══ Provided entries ══

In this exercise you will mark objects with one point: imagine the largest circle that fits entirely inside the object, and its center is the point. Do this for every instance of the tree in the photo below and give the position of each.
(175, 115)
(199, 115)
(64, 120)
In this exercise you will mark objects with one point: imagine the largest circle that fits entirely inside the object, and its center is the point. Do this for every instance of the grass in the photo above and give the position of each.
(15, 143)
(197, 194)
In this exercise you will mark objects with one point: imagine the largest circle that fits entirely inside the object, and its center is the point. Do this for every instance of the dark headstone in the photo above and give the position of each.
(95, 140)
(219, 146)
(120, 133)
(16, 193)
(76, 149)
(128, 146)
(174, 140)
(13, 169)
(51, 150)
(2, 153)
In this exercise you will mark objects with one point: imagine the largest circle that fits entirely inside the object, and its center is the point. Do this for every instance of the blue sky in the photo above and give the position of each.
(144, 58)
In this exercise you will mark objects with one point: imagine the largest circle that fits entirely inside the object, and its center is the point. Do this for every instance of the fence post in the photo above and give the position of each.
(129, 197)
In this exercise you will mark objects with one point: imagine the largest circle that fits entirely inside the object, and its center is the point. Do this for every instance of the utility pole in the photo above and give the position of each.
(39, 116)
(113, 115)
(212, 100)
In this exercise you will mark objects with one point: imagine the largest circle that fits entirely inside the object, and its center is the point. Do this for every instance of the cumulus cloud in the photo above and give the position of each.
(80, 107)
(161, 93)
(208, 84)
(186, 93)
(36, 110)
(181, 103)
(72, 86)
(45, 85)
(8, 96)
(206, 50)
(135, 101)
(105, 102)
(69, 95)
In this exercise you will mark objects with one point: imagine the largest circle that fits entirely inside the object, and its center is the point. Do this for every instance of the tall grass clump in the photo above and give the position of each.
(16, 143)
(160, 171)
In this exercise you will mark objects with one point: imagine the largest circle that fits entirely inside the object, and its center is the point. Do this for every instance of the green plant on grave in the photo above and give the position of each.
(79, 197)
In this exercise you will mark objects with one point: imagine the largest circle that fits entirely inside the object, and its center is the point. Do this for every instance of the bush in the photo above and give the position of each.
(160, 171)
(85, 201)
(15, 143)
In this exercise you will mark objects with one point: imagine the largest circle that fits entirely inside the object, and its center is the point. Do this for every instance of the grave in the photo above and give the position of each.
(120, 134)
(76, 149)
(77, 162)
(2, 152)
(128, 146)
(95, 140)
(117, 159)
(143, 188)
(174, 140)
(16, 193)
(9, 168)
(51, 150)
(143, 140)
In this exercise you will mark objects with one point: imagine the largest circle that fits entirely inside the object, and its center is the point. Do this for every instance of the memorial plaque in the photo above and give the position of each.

═══

Problem statement: Would you write out all the records exactly as they read?

Result for this task:
In this exercise you will mark objects with one point: imagine the largest circle that fits entirely inside the object, and its center is the point. Do this for every instance of the tree in the photo below and give the position of each.
(175, 115)
(199, 115)
(64, 120)
In this exercise you will mark objects with one point: imagine the largest circle that fits entirely inside the object, and its center is the point. Do this for every instance of the grass in the photo above and give the position of each.
(15, 143)
(197, 194)
In this exercise you will mark objects with one point: imagine the largest circle that fits entirely inside the object, and its center is the point. Do this for every instance of the dark headstone in the photo above and give the position of each.
(95, 140)
(219, 146)
(120, 133)
(16, 193)
(76, 149)
(128, 146)
(174, 140)
(13, 169)
(51, 150)
(2, 153)
In this exercise you will mark objects with one point: imagine the largest circle that fits entirely inside the object, and its center is the point. Do this for every instance of the blue sky in the photo above and give the position of each.
(144, 58)
In this exercise you will mark objects with one point: imagine the largest circle that fits entirely inside the object, and its center is the point. Do this for every instance of the fence post in the photo above and give the position of each.
(129, 197)
In this exercise you will mark objects with one point: imagine the largest circle that fits entirely inside the object, and its center is the point. Do this for every instance of the utility pole in the photo above and give the position of each.
(39, 116)
(113, 115)
(212, 100)
In this exercise you will mark objects with one point: imagine the largest circle that fits entirely inside the object, and its center is the point. Do this for every instance of the cumulus cloud in the photo above and give the position of each.
(80, 107)
(161, 93)
(208, 84)
(186, 93)
(36, 110)
(181, 103)
(72, 86)
(45, 85)
(8, 96)
(206, 50)
(135, 101)
(105, 102)
(69, 95)
In this exercise you will mark objects with one point: imagine the largest circle that fits entirely inside the object, and its center is the point. Do this for every instance of the tall grass clump in the photo above and give the position of each.
(16, 143)
(160, 171)
In this exercise you will mark objects with one point: imagine the largest circle that fits entirely inside the object, and its center is the point. Do this for every instance of the green plant on grave in the photo above and give the position of each.
(79, 197)
In this exercise you will mark objects with one point: imagine the largest circle that fits entirely inside the object, and its center is the point. Do this for every instance of the bush in the photo above and give the position of each.
(160, 171)
(85, 201)
(15, 143)
In this exercise you will mark objects with one point: imagine the largest circle that fits entirely inside the object, and its center is the point. Do this for every instance of the grave in the photo above and give the position of each.
(120, 134)
(76, 149)
(77, 162)
(2, 152)
(128, 146)
(95, 140)
(117, 159)
(143, 188)
(174, 140)
(16, 193)
(9, 168)
(51, 150)
(143, 140)
In this exercise you will mark objects with one point: imagine the largest circle that fits entirely inside the object, and its center is the point. Do this for every instance of the memorial plaque in the photo above and give the position of each.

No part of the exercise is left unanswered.